[Extracted records]

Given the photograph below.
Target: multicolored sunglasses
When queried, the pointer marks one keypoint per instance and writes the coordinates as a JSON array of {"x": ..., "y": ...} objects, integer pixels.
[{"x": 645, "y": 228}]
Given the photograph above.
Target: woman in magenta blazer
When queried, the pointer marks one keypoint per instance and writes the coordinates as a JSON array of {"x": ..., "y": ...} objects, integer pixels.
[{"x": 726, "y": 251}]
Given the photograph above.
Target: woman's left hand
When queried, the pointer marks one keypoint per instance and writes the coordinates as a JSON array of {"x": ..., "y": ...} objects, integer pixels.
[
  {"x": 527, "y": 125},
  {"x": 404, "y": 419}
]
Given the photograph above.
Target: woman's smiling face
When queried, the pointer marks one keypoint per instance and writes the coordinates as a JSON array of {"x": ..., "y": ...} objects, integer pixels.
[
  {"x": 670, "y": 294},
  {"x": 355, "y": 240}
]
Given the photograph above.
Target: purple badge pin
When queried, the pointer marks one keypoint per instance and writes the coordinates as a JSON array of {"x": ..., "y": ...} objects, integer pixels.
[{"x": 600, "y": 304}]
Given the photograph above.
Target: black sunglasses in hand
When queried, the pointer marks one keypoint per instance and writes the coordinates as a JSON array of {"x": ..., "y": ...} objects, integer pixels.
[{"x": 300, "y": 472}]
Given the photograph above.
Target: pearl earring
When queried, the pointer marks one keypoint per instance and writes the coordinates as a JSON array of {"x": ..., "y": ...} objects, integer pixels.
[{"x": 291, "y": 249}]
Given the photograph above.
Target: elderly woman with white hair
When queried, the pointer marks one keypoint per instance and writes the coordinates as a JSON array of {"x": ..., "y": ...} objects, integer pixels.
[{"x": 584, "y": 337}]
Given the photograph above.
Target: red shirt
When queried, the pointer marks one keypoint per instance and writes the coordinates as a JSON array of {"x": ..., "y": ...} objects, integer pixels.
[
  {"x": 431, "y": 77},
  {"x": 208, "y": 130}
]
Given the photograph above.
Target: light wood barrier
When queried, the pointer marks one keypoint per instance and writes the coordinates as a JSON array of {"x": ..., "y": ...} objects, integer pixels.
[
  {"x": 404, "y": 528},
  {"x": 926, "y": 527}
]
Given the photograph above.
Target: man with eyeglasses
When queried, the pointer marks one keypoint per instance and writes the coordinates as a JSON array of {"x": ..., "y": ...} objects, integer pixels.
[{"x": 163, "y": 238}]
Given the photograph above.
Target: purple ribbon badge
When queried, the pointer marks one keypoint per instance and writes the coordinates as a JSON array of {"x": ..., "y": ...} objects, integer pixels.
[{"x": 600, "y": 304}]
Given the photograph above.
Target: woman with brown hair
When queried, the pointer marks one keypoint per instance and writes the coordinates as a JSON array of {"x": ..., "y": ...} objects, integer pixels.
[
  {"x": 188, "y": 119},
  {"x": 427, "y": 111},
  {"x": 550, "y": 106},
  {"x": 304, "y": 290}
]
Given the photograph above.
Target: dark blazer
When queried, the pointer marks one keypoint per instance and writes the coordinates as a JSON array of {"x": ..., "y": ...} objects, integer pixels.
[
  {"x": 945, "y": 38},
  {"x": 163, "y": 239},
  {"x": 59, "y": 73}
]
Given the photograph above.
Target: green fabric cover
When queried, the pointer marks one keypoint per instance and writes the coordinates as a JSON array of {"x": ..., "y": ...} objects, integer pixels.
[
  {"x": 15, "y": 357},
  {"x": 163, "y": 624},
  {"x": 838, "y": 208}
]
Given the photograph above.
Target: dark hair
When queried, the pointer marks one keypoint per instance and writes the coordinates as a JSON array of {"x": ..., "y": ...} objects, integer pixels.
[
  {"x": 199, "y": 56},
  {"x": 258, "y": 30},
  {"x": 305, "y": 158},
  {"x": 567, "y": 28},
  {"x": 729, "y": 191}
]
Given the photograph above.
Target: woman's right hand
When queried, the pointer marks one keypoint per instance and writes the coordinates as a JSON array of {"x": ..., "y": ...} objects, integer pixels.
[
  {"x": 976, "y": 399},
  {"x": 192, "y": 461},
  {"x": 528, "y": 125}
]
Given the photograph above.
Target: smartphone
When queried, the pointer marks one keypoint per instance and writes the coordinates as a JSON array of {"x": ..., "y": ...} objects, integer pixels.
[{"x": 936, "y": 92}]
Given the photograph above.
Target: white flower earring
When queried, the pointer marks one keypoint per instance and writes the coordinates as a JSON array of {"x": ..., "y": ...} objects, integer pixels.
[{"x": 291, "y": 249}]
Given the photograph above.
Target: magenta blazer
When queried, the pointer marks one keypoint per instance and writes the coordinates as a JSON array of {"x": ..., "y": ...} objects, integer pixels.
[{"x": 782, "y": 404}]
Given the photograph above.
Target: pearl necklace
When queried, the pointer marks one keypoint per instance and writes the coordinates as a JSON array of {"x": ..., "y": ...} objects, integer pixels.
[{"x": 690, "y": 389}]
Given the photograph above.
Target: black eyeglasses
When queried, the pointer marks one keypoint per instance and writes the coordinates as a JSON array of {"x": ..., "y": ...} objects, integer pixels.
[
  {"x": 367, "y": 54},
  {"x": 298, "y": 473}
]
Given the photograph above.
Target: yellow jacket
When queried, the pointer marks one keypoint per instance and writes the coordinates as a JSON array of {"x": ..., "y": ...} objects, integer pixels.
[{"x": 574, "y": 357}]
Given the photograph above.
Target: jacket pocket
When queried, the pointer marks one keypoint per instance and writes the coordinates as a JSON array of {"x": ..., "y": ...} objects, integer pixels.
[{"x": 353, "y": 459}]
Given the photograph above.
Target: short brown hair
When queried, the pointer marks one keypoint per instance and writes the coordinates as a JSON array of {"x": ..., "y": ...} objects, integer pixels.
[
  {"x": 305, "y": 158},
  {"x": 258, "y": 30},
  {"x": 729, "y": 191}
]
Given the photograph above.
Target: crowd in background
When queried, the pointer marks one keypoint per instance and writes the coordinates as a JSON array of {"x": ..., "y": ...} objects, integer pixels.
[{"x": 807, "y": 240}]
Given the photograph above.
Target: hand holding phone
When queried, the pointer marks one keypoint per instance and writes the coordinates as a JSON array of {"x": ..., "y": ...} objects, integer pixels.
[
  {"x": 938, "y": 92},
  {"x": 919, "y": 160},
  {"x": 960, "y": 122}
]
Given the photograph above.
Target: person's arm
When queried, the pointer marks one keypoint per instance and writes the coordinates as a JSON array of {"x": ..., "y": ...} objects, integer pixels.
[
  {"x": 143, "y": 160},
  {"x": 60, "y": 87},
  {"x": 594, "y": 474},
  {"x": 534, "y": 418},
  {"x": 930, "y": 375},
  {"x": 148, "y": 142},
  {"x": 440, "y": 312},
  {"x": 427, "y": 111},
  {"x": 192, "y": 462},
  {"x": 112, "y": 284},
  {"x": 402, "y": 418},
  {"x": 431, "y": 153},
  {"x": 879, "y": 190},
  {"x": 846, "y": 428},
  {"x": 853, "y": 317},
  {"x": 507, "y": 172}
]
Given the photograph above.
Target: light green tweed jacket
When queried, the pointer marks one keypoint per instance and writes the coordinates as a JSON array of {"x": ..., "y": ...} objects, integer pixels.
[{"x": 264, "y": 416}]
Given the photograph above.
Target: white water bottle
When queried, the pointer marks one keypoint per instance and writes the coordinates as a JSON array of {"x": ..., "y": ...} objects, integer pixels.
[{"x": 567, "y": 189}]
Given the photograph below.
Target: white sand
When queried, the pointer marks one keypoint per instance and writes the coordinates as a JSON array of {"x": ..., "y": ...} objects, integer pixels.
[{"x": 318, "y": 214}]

## Your goal
Working from the material above, retype it in its entirety without change.

## Expected output
Given the photograph below.
Target: multicolored sunglasses
When queried, the pointer marks one keypoint per instance and writes the coordinates as a JSON array of {"x": ..., "y": ...} objects, integer pixels.
[{"x": 645, "y": 228}]
Given the photograph above.
Target: woman in magenta blazer
When queried, the pointer marks one keypoint per instance and writes the coordinates as a JSON array of {"x": ..., "y": ...} objects, integer pixels.
[{"x": 726, "y": 251}]
Given the photograph above.
Target: woman's left hand
When queried, the pointer marks one keypoint per instance and writes the coordinates as a JSON array of {"x": ..., "y": ...} objects, integer pixels.
[
  {"x": 527, "y": 125},
  {"x": 404, "y": 419}
]
Given the photograph above.
Target: woman's smiling face
When queried, the pointer marks one keypoint per instance and writes the coordinates as a JSON array of {"x": ..., "y": ...} objects, integer pixels.
[
  {"x": 670, "y": 294},
  {"x": 355, "y": 240}
]
Given the photograph above.
Target: purple badge pin
When queried, the pointer marks one keypoint per instance and writes the coordinates as a JSON array of {"x": ..., "y": ...} objects, integer pixels.
[{"x": 600, "y": 304}]
Given the photograph above.
Target: black sunglasses in hand
When queried, the pointer marks one keypoint per instance and writes the coordinates as a JSON array of {"x": ..., "y": ...} objects, integer pixels.
[{"x": 300, "y": 472}]
Given the photograph above.
Target: pearl earring
When queried, the pointer marks one keypoint per instance and writes the coordinates as a JSON array of {"x": ..., "y": ...} objects, integer pixels.
[{"x": 291, "y": 249}]
Given the photograph above.
Target: elderly woman with white hair
When queried, the pointer marks one keypoint per instance and writes the coordinates as a JSON array of {"x": ..., "y": ...} objects, integer pixels.
[{"x": 584, "y": 337}]
Given the photograph above.
Target: red shirt
When queried, the pointer marks one keypoint per instance and writes the coordinates as a JSON array of {"x": ..., "y": ...} objects, integer pixels.
[
  {"x": 431, "y": 77},
  {"x": 208, "y": 130}
]
Given the photograph above.
Target: light wood barrier
When queried, the pointer marks one keypoint per instance and writes the coordinates as a JSON array of {"x": ..., "y": ...} objects, integer pixels.
[
  {"x": 404, "y": 528},
  {"x": 926, "y": 527}
]
Given the photograph above.
Target: man with eyeglasses
When queried, the pointer marks one keypoint per instance and writes the coordinates as a JSON array of {"x": ..., "y": ...} objects, integer pixels.
[{"x": 163, "y": 238}]
Given the photograph above.
Target: purple ribbon badge
When queried, the pointer marks one keypoint per instance and writes the coordinates as a JSON array of {"x": ..., "y": ...} objects, integer pixels.
[{"x": 600, "y": 304}]
Given the photograph above.
Target: woman with brown hair
When queried, the pointer marks one keypoint per instance and writes the coordinates as a JSON array of {"x": ..., "y": ...} objects, integer pixels.
[
  {"x": 188, "y": 119},
  {"x": 427, "y": 111},
  {"x": 550, "y": 106},
  {"x": 304, "y": 290}
]
Given the photograph above.
Target: dark blazer
When queried, the pointer marks one keypoint per instance and writes the coordinates as a JSON array of {"x": ..., "y": ...} objects, integer pixels.
[
  {"x": 945, "y": 38},
  {"x": 163, "y": 239},
  {"x": 59, "y": 73}
]
Given the photograph above.
Target: green fabric cover
When queried, the pointer marks one keypoint per instance and writes the coordinates as a JSON array of {"x": ..., "y": ...} objects, integer pixels.
[
  {"x": 15, "y": 357},
  {"x": 163, "y": 624},
  {"x": 838, "y": 208}
]
Given the photograph above.
Target: dark hair
When queried, the pointer marks one keypoint per instance and writes the coordinates as a JSON array of {"x": ..., "y": ...} objects, integer pixels.
[
  {"x": 199, "y": 56},
  {"x": 258, "y": 30},
  {"x": 305, "y": 158},
  {"x": 567, "y": 28},
  {"x": 729, "y": 191}
]
Given the photograph above.
Target: woman's right hand
When queried, the pointer marks one keypoint per instance and writes the coordinates as a JSON array of {"x": ..., "y": ...} objects, integer pixels.
[
  {"x": 976, "y": 399},
  {"x": 192, "y": 461},
  {"x": 528, "y": 125}
]
Given the photograph above.
Target: smartphone
When queried, the pointer marks one keypoint per instance and writes the coordinates as a JSON array of {"x": ..., "y": ...} objects, integer pixels.
[{"x": 936, "y": 92}]
Given the photograph above.
Target: white flower earring
When queried, the pointer marks one keypoint per instance and writes the coordinates as a JSON array of {"x": ..., "y": ...} objects, integer pixels.
[{"x": 291, "y": 249}]
Given the photograph above.
Target: magenta blazer
When queried, the pointer marks one keypoint per instance and writes the coordinates as a JSON array of {"x": ..., "y": ...} objects, integer pixels.
[{"x": 782, "y": 404}]
Given the photograph above.
Target: pearl necklace
When queried, the pointer marks one keypoint per instance and writes the coordinates as a JSON array of {"x": ..., "y": ...} objects, integer pixels.
[{"x": 690, "y": 389}]
Given the photograph above.
Target: black eyeglasses
When queried, the pointer marks one keypoint per instance and writes the coordinates as a JSON array of {"x": ..., "y": ...} objects, integer pixels.
[
  {"x": 367, "y": 54},
  {"x": 298, "y": 473}
]
Given the photograph above.
Target: yellow jacket
When queried, the pointer marks one keypoint per instance and writes the coordinates as a JSON array of {"x": ..., "y": ...} objects, integer pixels.
[{"x": 574, "y": 357}]
Given the photograph above.
Target: jacket pocket
When queried, the pointer marks one keypoint per instance and writes the coordinates as a JSON array of {"x": ..., "y": ...} objects, integer pixels.
[{"x": 353, "y": 459}]
Given the photograph above.
Target: short brown hair
When queried, the pointer marks one keypoint per instance and writes the coordinates as a JSON array of {"x": ..., "y": ...} objects, integer pixels.
[
  {"x": 305, "y": 158},
  {"x": 258, "y": 30},
  {"x": 729, "y": 191}
]
Given the photograph above.
Target: crowd in background
When queried, the pointer marks one keypoint per instance and writes the coordinates as a JSON array of {"x": ..., "y": ...} objects, integer pixels.
[{"x": 807, "y": 240}]
Given the photograph above.
Target: hand holding phone
When queried, the pointer marks one keypoint per instance and writes the coordinates as a JSON array of {"x": ..., "y": ...} objects, integer pixels.
[
  {"x": 938, "y": 92},
  {"x": 919, "y": 160},
  {"x": 960, "y": 122}
]
Given the photograph above.
Target: person's arm
When queried, the pointer marks one keypoint per instance and writes the coordinates as a JSON array of {"x": ..., "y": ...} objects, integer pixels.
[
  {"x": 143, "y": 160},
  {"x": 60, "y": 87},
  {"x": 594, "y": 474},
  {"x": 534, "y": 418},
  {"x": 930, "y": 375},
  {"x": 148, "y": 142},
  {"x": 440, "y": 312},
  {"x": 427, "y": 111},
  {"x": 192, "y": 462},
  {"x": 112, "y": 284},
  {"x": 402, "y": 418},
  {"x": 431, "y": 153},
  {"x": 879, "y": 190},
  {"x": 846, "y": 428},
  {"x": 853, "y": 317},
  {"x": 507, "y": 172}
]
Given the photograph above.
Target: light green tweed jacket
When queried, the pointer marks one keypoint per instance and writes the coordinates as a JSON array of {"x": ..., "y": ...} objects, integer pixels.
[{"x": 264, "y": 416}]
Given the photograph above.
Target: white water bottle
When queried, the pointer marks one keypoint per instance and writes the coordinates as a JSON array of {"x": ..., "y": ...} objects, integer pixels.
[{"x": 567, "y": 189}]
Given the photograph below.
Target: white sand
When queried, the pointer marks one keypoint per instance and writes the coordinates as a JSON array of {"x": ..., "y": ...} objects, integer pixels.
[{"x": 318, "y": 214}]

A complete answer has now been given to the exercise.